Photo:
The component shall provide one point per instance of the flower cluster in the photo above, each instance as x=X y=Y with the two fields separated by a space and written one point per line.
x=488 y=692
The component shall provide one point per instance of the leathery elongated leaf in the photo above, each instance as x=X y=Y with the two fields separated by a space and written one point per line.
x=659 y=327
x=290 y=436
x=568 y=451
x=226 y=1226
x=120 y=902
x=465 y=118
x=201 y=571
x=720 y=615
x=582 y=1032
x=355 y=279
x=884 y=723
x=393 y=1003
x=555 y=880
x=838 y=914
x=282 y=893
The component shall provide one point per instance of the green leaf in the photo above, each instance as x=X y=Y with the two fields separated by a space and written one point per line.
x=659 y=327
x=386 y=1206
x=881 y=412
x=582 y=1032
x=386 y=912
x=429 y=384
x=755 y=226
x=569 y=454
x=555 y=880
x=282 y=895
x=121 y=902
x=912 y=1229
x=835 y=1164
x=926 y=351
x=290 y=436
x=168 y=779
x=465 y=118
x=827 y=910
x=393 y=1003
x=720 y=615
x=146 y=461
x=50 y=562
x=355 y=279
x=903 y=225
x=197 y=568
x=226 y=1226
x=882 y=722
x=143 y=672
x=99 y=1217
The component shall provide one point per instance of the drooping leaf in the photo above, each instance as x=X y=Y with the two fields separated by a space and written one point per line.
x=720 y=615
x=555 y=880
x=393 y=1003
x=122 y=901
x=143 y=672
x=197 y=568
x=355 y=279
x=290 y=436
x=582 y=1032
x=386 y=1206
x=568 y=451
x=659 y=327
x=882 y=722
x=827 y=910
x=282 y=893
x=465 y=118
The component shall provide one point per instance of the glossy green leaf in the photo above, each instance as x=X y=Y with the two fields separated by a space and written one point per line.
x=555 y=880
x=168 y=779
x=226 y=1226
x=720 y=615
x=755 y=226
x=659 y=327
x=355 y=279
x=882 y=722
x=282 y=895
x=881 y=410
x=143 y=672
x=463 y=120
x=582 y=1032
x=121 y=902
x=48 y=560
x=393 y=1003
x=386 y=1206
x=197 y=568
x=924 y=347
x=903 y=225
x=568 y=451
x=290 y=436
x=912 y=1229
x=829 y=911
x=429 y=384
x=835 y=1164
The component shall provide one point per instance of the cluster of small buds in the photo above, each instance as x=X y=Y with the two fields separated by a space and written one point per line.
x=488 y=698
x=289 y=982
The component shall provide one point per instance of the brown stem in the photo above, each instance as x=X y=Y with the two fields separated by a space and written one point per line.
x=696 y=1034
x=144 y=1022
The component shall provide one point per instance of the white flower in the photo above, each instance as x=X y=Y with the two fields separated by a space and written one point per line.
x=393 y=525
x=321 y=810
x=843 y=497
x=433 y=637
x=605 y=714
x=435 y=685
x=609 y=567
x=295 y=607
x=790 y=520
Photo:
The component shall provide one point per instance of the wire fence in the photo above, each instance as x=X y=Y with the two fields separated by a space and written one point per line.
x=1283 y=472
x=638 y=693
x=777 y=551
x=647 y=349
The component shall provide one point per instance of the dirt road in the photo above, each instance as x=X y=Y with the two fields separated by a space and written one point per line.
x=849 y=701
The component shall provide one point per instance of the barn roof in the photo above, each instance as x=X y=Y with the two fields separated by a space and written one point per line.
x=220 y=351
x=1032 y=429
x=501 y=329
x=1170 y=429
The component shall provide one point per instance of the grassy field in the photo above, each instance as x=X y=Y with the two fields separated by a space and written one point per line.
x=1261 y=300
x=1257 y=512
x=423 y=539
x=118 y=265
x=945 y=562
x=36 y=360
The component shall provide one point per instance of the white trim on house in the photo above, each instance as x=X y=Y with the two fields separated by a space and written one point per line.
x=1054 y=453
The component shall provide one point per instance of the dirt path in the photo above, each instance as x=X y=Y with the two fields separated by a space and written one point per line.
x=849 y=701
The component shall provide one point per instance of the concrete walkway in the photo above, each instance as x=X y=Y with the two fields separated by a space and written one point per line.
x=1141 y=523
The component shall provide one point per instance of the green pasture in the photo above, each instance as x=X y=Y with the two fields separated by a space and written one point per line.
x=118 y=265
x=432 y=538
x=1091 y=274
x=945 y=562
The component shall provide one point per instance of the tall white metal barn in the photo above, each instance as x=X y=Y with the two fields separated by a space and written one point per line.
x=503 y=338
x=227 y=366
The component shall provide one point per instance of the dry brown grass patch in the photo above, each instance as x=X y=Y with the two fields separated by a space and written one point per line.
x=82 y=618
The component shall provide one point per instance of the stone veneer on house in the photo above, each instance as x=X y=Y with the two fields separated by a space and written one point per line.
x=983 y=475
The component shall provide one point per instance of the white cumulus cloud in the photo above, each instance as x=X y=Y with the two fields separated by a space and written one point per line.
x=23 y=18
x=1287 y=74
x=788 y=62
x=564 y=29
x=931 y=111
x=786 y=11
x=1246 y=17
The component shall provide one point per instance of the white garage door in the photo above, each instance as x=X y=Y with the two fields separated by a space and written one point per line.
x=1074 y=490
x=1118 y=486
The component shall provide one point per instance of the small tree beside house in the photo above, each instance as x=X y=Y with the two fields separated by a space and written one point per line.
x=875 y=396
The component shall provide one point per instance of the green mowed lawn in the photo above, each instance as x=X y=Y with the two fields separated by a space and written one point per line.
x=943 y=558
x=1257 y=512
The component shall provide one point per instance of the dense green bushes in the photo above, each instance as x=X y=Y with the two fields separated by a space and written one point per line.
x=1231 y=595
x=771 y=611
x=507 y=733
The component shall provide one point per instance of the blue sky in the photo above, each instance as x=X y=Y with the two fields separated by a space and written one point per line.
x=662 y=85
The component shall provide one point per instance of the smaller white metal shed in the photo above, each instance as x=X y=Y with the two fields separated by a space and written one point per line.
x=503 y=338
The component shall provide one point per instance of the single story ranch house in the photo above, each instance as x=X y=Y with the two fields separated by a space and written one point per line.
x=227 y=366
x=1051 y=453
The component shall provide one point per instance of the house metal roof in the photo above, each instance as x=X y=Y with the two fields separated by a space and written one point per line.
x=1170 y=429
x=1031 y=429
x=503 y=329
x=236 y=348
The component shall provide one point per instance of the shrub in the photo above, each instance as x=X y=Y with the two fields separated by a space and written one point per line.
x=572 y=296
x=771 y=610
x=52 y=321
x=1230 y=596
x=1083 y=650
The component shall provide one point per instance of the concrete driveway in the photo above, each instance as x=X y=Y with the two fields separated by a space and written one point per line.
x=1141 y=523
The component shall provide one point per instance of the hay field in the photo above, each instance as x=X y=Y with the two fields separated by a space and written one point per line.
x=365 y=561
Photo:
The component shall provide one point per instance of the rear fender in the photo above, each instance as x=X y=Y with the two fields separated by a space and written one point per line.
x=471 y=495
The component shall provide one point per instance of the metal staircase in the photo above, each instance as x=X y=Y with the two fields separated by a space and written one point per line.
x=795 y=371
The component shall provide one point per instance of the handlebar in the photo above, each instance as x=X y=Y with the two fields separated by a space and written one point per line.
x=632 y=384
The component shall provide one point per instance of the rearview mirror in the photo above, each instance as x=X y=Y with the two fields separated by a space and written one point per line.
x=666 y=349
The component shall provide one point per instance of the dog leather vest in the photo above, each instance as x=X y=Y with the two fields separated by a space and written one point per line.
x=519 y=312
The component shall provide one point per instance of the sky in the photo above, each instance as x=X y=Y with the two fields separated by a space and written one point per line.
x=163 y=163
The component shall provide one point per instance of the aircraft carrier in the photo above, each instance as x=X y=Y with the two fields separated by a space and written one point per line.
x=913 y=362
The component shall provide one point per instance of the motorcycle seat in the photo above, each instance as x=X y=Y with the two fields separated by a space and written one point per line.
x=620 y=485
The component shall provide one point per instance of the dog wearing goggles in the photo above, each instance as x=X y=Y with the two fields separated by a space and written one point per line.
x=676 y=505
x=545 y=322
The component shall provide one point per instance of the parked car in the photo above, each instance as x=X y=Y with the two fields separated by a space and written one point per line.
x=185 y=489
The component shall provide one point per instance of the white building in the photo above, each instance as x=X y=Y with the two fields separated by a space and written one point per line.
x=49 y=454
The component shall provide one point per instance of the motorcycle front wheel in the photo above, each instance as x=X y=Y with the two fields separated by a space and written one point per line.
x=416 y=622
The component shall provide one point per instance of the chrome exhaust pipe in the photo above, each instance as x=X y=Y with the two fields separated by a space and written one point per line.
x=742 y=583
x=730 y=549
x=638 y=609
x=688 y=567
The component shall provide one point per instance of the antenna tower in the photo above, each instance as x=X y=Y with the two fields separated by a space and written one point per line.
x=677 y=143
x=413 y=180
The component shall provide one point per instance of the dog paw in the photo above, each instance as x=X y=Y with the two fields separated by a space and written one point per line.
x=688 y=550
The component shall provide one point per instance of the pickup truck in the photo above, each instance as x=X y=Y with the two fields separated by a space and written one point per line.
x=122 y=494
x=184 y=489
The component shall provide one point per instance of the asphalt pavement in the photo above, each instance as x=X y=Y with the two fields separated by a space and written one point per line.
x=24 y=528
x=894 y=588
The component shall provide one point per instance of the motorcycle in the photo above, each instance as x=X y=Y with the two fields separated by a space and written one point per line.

● ● ●

» **What the task asks**:
The line containing "of the asphalt" and all lines after it, through the end of the entries above, are to be returned exactly and alone.

» **Solution to this exercise**:
The component shall provide one point per instance of the asphalt pavement in the photo above, each instance as x=X y=Y with the two fields separated by a space and written one point per line.
x=24 y=528
x=894 y=588
The component shall provide one point per instance of the motorcycle in the photo above, each instance as x=X y=Y with the two fields separated by a space and written one point per line.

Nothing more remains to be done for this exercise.